EXERCISE DATA section start

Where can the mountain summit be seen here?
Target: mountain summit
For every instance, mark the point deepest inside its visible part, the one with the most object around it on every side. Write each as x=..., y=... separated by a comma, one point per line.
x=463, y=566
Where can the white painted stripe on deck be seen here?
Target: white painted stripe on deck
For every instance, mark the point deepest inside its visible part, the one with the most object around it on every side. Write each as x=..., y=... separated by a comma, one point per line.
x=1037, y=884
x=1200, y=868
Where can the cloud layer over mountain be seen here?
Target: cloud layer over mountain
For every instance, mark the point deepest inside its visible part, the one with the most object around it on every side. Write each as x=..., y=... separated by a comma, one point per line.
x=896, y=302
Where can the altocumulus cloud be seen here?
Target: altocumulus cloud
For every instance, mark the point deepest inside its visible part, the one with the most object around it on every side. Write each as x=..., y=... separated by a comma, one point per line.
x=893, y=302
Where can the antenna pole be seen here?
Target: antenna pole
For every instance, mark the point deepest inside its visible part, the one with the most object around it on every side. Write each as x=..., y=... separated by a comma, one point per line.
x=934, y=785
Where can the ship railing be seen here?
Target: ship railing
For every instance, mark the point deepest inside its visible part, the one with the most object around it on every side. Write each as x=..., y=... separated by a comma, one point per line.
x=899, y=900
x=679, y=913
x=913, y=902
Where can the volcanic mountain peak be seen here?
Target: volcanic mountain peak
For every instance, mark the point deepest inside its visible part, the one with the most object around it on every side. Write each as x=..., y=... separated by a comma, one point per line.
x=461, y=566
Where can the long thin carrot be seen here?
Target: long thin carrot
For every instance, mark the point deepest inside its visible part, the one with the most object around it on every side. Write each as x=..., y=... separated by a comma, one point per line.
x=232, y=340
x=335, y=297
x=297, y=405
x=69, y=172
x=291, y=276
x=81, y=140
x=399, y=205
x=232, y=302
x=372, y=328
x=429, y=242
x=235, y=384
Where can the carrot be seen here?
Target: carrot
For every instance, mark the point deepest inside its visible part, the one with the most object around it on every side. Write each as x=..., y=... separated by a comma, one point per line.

EXERCISE DATA section end

WHAT TO PRODUCE:
Could you report every line of the material that contains the string "antenna"?

SOLUTION FOR THIS EXERCISE:
Where can the antenna pole be seen here?
Target: antenna pole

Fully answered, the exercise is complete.